Set problem: Could you repeat the listing below word for word, leaving out the pictures?

Outline items for labeled areas:
· · · ·

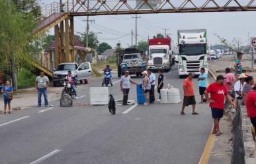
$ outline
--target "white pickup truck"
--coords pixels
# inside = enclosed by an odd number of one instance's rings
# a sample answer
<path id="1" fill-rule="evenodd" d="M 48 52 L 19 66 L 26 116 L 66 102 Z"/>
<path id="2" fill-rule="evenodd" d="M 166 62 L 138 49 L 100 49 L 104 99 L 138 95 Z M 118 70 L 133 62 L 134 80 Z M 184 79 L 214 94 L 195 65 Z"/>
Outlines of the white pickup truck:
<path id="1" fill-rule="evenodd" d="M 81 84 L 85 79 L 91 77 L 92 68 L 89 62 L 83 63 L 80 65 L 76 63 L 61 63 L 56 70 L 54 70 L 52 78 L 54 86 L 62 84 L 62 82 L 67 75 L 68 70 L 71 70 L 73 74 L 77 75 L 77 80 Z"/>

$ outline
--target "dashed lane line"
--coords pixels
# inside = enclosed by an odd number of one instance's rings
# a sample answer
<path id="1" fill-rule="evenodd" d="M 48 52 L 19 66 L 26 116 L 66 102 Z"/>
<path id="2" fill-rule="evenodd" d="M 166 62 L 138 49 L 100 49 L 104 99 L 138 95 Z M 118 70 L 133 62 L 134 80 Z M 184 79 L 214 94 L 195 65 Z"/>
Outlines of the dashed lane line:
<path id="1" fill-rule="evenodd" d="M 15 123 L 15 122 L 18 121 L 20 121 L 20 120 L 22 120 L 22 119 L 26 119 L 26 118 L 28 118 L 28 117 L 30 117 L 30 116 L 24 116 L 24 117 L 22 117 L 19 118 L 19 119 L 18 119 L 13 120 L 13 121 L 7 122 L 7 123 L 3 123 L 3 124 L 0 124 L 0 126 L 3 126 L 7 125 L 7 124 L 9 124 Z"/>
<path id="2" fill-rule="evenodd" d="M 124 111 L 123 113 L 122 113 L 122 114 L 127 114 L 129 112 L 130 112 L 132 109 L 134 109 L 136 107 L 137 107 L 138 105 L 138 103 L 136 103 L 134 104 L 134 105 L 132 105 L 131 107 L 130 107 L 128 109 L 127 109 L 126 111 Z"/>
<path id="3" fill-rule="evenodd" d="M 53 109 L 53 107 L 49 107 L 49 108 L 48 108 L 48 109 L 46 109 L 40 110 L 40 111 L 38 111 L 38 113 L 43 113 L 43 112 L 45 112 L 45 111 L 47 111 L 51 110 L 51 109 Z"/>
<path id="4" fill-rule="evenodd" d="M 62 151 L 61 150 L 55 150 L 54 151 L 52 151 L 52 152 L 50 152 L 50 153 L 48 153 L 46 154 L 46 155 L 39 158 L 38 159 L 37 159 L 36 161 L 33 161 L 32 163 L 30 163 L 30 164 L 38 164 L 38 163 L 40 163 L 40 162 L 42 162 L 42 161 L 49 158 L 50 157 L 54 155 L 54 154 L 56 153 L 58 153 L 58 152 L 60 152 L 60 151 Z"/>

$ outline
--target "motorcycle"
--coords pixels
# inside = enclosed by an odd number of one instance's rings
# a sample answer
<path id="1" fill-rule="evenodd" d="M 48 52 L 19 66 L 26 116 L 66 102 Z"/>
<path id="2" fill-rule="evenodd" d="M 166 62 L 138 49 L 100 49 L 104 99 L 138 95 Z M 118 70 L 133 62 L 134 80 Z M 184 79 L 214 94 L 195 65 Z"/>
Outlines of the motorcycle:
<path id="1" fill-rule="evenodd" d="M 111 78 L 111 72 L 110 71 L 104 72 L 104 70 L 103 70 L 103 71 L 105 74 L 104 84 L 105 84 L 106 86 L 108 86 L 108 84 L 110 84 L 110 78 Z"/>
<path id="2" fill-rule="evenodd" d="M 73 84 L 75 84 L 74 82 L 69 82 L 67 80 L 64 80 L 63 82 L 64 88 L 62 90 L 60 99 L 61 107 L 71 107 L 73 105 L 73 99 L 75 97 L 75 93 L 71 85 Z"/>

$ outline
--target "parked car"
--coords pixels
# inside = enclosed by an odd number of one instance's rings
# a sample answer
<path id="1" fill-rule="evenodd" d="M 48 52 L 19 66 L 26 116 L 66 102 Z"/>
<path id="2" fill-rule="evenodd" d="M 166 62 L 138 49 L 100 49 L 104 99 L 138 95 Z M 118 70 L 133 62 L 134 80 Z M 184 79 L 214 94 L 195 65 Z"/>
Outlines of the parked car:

· · · ·

Worked answer:
$ outline
--target "white pickup truck"
--coords pixels
# inside = enclosed by an odd number of one instance's rings
# a sample answer
<path id="1" fill-rule="evenodd" d="M 48 52 L 19 66 L 26 116 L 66 102 Z"/>
<path id="2" fill-rule="evenodd" d="M 166 62 L 138 49 L 100 49 L 104 99 L 138 95 Z M 118 70 L 133 62 L 134 80 Z M 184 79 L 214 94 L 195 65 Z"/>
Outlines of the white pickup truck:
<path id="1" fill-rule="evenodd" d="M 81 84 L 85 79 L 91 77 L 92 68 L 89 62 L 83 63 L 80 65 L 76 63 L 61 63 L 56 70 L 54 70 L 52 78 L 54 86 L 62 84 L 62 82 L 67 75 L 68 70 L 71 70 L 73 74 L 77 75 L 77 80 Z"/>

$ outline
--target "dashed lane line"
--coords pixels
# inside = enclosed by an odd number of one instance's rings
# a sample answer
<path id="1" fill-rule="evenodd" d="M 48 52 L 19 66 L 26 116 L 66 102 Z"/>
<path id="2" fill-rule="evenodd" d="M 166 62 L 138 49 L 100 49 L 104 99 L 138 95 Z M 118 70 L 133 62 L 134 80 Z M 184 79 L 214 94 L 195 65 Z"/>
Outlines of the dashed lane line:
<path id="1" fill-rule="evenodd" d="M 15 123 L 15 122 L 18 121 L 20 121 L 20 120 L 22 120 L 22 119 L 26 119 L 26 118 L 28 118 L 28 117 L 30 117 L 30 116 L 24 116 L 24 117 L 22 117 L 19 118 L 19 119 L 18 119 L 13 120 L 13 121 L 7 122 L 7 123 L 3 123 L 3 124 L 0 124 L 0 126 L 3 126 L 7 125 L 7 124 L 9 124 Z"/>
<path id="2" fill-rule="evenodd" d="M 124 111 L 123 113 L 122 113 L 122 114 L 127 114 L 129 112 L 130 112 L 132 109 L 134 109 L 136 107 L 137 107 L 138 105 L 138 103 L 136 103 L 134 104 L 134 105 L 132 105 L 131 107 L 130 107 L 128 109 L 127 109 L 126 111 Z"/>
<path id="3" fill-rule="evenodd" d="M 53 109 L 53 107 L 49 107 L 49 108 L 48 108 L 48 109 L 46 109 L 40 110 L 40 111 L 38 111 L 38 113 L 43 113 L 43 112 L 45 112 L 45 111 L 47 111 L 51 110 L 51 109 Z"/>
<path id="4" fill-rule="evenodd" d="M 62 151 L 61 150 L 55 150 L 54 151 L 52 151 L 52 152 L 50 152 L 50 153 L 48 153 L 46 154 L 46 155 L 39 158 L 38 159 L 37 159 L 36 161 L 33 161 L 32 163 L 30 163 L 30 164 L 38 164 L 38 163 L 40 163 L 40 162 L 42 162 L 42 161 L 49 158 L 50 157 L 54 155 L 54 154 L 56 153 L 58 153 L 58 152 L 60 152 L 60 151 Z"/>

$ outline
--target "motorcycle"
--coords pixels
# inside = enclosed by an odd number of one instance's rings
# a sample answer
<path id="1" fill-rule="evenodd" d="M 48 52 L 19 66 L 26 116 L 66 102 Z"/>
<path id="2" fill-rule="evenodd" d="M 166 62 L 138 49 L 100 49 L 104 99 L 138 95 Z M 118 70 L 133 62 L 134 80 Z M 184 79 L 214 94 L 195 65 Z"/>
Outlines of the motorcycle:
<path id="1" fill-rule="evenodd" d="M 111 78 L 111 72 L 110 71 L 104 72 L 104 70 L 103 70 L 103 71 L 105 74 L 104 84 L 105 84 L 106 86 L 108 86 L 108 84 L 110 84 L 110 78 Z"/>
<path id="2" fill-rule="evenodd" d="M 73 84 L 75 84 L 74 82 L 69 82 L 67 80 L 64 80 L 63 82 L 64 88 L 62 90 L 60 99 L 61 107 L 71 107 L 73 105 L 73 99 L 75 97 L 75 93 L 71 85 Z"/>

$ outline
--target "parked car"
--coords pixels
# inside = enclosed by an odd number of one instance's rings
# a sample answer
<path id="1" fill-rule="evenodd" d="M 48 52 L 19 66 L 26 116 L 66 102 Z"/>
<path id="2" fill-rule="evenodd" d="M 166 62 L 138 49 L 100 49 L 104 99 L 138 95 Z M 118 70 L 133 62 L 134 80 Z M 184 79 L 214 94 L 195 65 Z"/>
Outlines of the parked car:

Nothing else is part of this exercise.